#### 引用文

【プロ解説】各部にアップデートを受けた新しいランクル”70”は2014年の復刻版より上!?
トヨタ ランドクルーザーは、1951年の初登場から2023年6月までに累計1,130万台を売り上げた、トヨタを代表するSUVです。
なかでも“70(ナナマル)”シリーズは、1984年の発売以来、マイナーチェンジを重ねながら販売が続いているロングセラーモデルです。
そんなランクル”70”シリーズが2023年にアップデート。同時に復活したランクル”70”の解説と試乗インプレッションをお届けします。
- Chapter
- 約10年ぶりに再々販売となったランクル”70”
- 細部のパーツにくわえボディデザインも新しくなった2023年版”70”
- セッティングの見直しと電子制御技術の搭載で進化した足まわり
- 高い耐久性と過酷な状況でも安定した性能を発揮するグローバルエンジンを搭載
- 安全装備はToyota Safety Senseを搭載
- パワフルな走りと低燃費を両立
約10年ぶりに再々販売となったランクル”70”
2023年11月に販売を開始したトヨタ ランドクルーザー"70"は、1984年にデビューしたランクル”70”がベースです。この最初の”70”は、2004年まで販売され、カタログから姿を消しました。
ところが2014年に「ナナマル誕生30周年」に合わせ、ファンの要望に応えるカタチで海外で販売されていたランクル“70”が、1年間だけの期間限定で復活。この中古車はプレミアが付くほど現在でも人気です。
その後も、海外市場では途切れずに販売されてきたランクル”70”ですが、2023年に大幅にアップデートを受けて、3度目の国内投入となりました。
海外市場ではヘビーデューティ系のSUVモデルらしく、ピックアップやバンといったボディタイプ、4.5L V8ディーゼルターボ+5速MT仕様など、それぞれの地域にマッチしたパッケージがラインナップされています。
細部のパーツにくわえボディデザインも新しくなった2023年版”70”

########
#### 提示資料

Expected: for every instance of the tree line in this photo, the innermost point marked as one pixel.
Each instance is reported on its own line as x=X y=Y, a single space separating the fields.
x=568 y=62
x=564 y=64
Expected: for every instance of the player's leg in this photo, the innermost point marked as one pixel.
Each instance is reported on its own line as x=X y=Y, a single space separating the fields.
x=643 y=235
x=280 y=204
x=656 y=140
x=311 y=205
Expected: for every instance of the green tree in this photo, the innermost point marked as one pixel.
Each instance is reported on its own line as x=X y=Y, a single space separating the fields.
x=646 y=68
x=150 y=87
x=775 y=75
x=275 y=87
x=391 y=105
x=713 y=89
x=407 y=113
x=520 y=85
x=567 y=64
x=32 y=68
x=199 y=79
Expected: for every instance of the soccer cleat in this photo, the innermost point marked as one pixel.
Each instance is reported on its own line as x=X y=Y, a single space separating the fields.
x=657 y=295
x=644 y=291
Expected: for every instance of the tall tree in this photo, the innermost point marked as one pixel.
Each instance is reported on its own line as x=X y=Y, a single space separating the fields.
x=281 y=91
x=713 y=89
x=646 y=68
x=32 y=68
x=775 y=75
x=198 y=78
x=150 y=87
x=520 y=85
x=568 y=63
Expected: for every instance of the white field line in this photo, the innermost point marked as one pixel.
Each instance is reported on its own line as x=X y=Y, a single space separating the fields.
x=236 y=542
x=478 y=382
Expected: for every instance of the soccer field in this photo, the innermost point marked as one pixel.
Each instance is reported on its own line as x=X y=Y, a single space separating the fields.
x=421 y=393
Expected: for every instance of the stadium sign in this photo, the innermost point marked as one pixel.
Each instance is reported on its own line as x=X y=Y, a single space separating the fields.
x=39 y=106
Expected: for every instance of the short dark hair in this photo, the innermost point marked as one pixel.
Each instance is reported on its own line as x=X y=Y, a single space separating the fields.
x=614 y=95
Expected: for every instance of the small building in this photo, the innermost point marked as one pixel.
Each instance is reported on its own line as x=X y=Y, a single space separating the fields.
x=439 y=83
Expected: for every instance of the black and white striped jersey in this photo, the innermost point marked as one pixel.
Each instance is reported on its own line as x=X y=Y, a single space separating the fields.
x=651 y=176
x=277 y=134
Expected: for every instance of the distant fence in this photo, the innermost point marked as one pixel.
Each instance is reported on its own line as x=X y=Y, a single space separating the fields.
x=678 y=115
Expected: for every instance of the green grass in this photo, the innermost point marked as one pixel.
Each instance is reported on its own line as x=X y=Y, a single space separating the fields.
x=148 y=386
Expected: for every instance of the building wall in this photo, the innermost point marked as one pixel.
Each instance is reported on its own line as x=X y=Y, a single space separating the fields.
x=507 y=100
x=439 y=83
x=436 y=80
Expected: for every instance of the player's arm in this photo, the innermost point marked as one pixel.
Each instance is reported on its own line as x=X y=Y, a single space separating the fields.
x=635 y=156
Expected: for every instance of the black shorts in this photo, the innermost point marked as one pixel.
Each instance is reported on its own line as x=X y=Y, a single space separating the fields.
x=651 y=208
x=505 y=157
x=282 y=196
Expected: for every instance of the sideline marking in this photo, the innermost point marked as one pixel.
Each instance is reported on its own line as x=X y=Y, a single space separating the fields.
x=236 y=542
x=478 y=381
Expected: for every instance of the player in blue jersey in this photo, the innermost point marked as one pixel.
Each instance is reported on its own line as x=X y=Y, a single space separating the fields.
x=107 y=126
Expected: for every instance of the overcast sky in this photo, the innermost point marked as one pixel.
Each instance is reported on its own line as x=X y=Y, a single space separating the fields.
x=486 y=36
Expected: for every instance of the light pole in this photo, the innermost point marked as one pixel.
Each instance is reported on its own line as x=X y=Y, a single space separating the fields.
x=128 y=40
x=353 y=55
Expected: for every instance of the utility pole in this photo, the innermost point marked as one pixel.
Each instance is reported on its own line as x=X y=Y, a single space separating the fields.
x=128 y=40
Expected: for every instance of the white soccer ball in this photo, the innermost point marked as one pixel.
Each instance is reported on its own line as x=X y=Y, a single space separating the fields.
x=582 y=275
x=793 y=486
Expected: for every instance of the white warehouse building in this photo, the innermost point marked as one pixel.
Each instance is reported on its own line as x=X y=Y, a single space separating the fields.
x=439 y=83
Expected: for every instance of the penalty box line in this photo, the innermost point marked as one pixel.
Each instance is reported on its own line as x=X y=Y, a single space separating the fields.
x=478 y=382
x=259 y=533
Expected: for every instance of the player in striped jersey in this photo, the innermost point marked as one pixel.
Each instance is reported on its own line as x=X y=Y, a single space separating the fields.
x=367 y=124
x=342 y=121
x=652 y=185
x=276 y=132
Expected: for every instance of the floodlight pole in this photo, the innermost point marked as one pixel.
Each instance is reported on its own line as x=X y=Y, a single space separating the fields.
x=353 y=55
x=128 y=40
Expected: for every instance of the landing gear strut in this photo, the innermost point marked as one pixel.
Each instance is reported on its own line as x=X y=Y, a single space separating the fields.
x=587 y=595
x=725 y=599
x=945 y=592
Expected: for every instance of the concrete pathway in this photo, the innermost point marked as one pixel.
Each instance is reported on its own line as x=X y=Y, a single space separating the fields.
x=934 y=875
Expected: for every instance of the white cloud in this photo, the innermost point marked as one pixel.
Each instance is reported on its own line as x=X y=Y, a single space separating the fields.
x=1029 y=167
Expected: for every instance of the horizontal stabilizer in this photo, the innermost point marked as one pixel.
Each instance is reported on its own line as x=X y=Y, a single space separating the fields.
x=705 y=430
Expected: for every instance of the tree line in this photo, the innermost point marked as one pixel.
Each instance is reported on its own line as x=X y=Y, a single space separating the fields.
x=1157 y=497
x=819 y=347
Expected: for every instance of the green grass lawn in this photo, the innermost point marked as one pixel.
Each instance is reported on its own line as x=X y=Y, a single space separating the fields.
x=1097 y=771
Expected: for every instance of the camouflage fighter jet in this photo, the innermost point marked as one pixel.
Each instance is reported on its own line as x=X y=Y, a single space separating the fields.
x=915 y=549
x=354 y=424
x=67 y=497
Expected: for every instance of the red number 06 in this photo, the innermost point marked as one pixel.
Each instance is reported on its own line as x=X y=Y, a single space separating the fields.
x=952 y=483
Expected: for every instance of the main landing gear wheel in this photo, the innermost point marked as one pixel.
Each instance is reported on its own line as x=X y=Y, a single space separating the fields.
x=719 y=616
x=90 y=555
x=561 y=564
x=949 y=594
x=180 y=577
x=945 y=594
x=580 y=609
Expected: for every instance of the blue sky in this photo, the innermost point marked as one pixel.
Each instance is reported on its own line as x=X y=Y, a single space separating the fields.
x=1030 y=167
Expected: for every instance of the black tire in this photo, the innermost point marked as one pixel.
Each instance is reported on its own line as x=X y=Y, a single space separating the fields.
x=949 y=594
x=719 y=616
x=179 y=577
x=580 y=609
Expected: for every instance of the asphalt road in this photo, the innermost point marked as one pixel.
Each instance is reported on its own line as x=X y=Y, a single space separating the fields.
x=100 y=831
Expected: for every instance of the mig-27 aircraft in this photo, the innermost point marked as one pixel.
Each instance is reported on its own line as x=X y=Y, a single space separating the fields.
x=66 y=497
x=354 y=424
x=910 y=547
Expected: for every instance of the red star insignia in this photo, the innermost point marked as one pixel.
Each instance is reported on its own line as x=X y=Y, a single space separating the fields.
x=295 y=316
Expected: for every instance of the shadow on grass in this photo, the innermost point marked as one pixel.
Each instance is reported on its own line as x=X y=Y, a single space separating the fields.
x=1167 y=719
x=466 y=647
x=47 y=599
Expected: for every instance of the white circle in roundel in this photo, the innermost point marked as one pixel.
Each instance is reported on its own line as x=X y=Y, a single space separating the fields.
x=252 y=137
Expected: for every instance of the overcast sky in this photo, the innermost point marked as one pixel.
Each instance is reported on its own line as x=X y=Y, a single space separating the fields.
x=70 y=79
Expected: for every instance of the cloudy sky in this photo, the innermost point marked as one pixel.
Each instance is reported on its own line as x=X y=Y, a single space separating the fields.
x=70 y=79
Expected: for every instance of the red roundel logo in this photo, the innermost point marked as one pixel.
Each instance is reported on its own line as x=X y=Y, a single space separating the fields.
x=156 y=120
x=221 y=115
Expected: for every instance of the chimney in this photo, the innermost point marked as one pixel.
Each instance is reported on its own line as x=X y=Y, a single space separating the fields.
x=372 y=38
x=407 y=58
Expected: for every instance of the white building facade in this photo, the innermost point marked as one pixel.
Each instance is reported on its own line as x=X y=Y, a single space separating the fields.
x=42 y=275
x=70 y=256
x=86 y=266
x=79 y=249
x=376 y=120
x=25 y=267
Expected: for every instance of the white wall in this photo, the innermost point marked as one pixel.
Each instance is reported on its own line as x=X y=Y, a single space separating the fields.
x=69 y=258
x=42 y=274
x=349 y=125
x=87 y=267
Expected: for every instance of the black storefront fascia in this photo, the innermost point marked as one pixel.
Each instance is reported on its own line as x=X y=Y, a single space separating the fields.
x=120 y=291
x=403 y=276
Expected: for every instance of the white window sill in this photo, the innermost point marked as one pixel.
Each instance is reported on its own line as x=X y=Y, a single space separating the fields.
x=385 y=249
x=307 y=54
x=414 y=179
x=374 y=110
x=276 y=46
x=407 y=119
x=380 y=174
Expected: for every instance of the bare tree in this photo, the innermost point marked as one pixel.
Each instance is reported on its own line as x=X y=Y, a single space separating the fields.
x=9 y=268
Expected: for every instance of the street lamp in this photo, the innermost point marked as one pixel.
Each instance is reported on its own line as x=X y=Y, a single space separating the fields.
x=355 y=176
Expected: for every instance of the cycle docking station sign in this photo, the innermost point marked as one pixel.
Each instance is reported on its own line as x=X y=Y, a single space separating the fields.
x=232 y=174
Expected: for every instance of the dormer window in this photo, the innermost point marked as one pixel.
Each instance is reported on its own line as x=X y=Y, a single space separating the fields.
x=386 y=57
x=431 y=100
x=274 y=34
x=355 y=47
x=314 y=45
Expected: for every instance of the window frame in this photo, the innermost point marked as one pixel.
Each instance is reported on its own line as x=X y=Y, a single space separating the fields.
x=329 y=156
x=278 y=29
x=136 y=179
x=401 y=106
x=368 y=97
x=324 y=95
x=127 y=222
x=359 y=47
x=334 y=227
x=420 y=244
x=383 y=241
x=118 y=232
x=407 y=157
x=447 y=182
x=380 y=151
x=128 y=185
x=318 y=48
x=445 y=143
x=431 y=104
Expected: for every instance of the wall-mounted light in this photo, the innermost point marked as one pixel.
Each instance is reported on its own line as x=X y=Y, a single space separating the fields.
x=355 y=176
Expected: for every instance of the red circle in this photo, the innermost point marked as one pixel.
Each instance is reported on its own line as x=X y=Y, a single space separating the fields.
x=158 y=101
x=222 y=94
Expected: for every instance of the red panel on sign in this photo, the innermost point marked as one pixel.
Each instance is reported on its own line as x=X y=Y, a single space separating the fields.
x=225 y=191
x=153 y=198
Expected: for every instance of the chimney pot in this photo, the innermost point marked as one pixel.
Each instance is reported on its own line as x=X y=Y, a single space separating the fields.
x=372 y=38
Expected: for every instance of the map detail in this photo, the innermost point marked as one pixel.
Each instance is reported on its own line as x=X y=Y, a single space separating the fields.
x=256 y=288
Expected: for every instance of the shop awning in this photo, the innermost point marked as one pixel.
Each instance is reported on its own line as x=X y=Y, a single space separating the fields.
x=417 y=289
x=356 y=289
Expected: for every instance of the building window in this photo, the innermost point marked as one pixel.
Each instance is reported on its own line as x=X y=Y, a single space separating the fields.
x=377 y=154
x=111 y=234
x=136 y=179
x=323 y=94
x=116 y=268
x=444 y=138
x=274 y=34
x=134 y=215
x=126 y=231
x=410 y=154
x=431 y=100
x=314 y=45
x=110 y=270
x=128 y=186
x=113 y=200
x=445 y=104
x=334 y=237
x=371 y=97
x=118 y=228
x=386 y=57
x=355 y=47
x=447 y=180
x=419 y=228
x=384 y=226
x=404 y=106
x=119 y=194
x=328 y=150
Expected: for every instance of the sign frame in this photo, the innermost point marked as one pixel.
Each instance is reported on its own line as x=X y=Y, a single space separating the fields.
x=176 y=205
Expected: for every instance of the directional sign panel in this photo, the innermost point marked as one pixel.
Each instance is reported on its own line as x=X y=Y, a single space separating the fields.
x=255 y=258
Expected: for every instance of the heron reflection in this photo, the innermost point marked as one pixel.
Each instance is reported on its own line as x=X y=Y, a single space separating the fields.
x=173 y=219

########

課題一覧:
1) ランドクルーザー70の記事で、「Chapter」の下に並ぶ見出しをすべて挙げてください。
2) ランドクルーザー70の記事について、最後の文に続く部分を書いてください。

課題の解答:
1)
- 約10年ぶりに再々販売となったランクル”70”
- 細部のパーツにくわえボディデザインも新しくなった2023年版”70”
- セッティングの見直しと電子制御技術の搭載で進化した足まわり
- 高い耐久性と過酷な状況でも安定した性能を発揮するグローバルエンジンを搭載
- 安全装備はToyota Safety Senseを搭載
- パワフルな走りと低燃費を両立

2)
2023年版のランクル”70”は、タフさを誇る伝統のラダーフレームに、“70”らしいシルエットを残しながらアップデートがなされた水平・垂直基調のボディと、LEDのランプ類がポイントです。
ボディサイズは、全長4,890mm×全幅1,870mm×全高1,920mm。ホイールベースは2,730mmで、最低地上高は200mmを確保。
セッティングの見直しと電子制御技術の搭載で進化した足まわり
前後リジッドアクスルにフロントがコイルスプリング、リアはリーフスプリングというサスペンション形式は、1999年のマイナーチェンジモデルから継承されたものですが、日本の道路事情に合わせるためスプリングレートが見直されています。
くわえて、電動デフロック、ビークルスタビリティコントロール(VSC)、アクティブトラクションコントロール(A-TRC)、ダウンヒルアシストコントロール(DAC)、ヒルスタートコントロール(HAC)といった駆動力、制動力を制御する機構を搭載することで、高い悪路走破性と操縦安定性を実現しました。
高い耐久性と過酷な状況でも安定した性能を発揮するグローバルエンジンを搭載
2023年まで販売されたランドクルーザープラド(150系)と同じ2.8L 直列4気筒ディーゼルエンジン(1GD−FTV型)は、水冷式インタークーラー、ターボチャージャー、燃焼室などの最適化により、最高出力150kW(204SP)と最大トルク500Nmをそれぞれ発生。
コモンレール式燃料噴射システム、DPR(排気ガス浄化装置)、尿素SCRシステムなどにより高い環境性能を両立しています。
トランスミッションの6 Super ECT(6速AT)は、シーケンシャルシフトマチック機能付きで、マニュアル感覚での操作が可能です。
駆動方式はパートタイム式4WDで、通常の使用環境に適した「H2」に、滑りやすい路面で4WDならではの安定感を発揮する「H4」、ローギアードで強力な駆動力を発揮する「L4」を用意し、路面状況に応じて切り替えることが可能です。
燃費性能は、WLTCモードで10.1km/Lとなっています。
安全装備はToyota Safety Senseを搭載
新しいランクル”70”は安全性も進化しており、Toyota Safety Sense(トヨタセーフティセンス)を標準装備します。
プリクラッシュセーフティをはじめ、レーンディパーチャーアラート、オートマチックハイビーム、ロードサインアシスト、発進遅れ告知などがおもな機能で、その他にクルーズコントロール(定速制御のみ)、コンライト、ドライブスタートコントロールなども搭載されて、オフロード走行はもちろん、駐車時、シフト操作時の安全・安心を提供しています。
今回試乗したのは、ランドクルーザー”70”のAXというグレード。車両本体価格480万円にベーシックナビ(12万3420円)、前後2カメラドライブレコーダー(4万4200円)、フロアマット(3万8500円)を追加した合計500万6140円という仕様です。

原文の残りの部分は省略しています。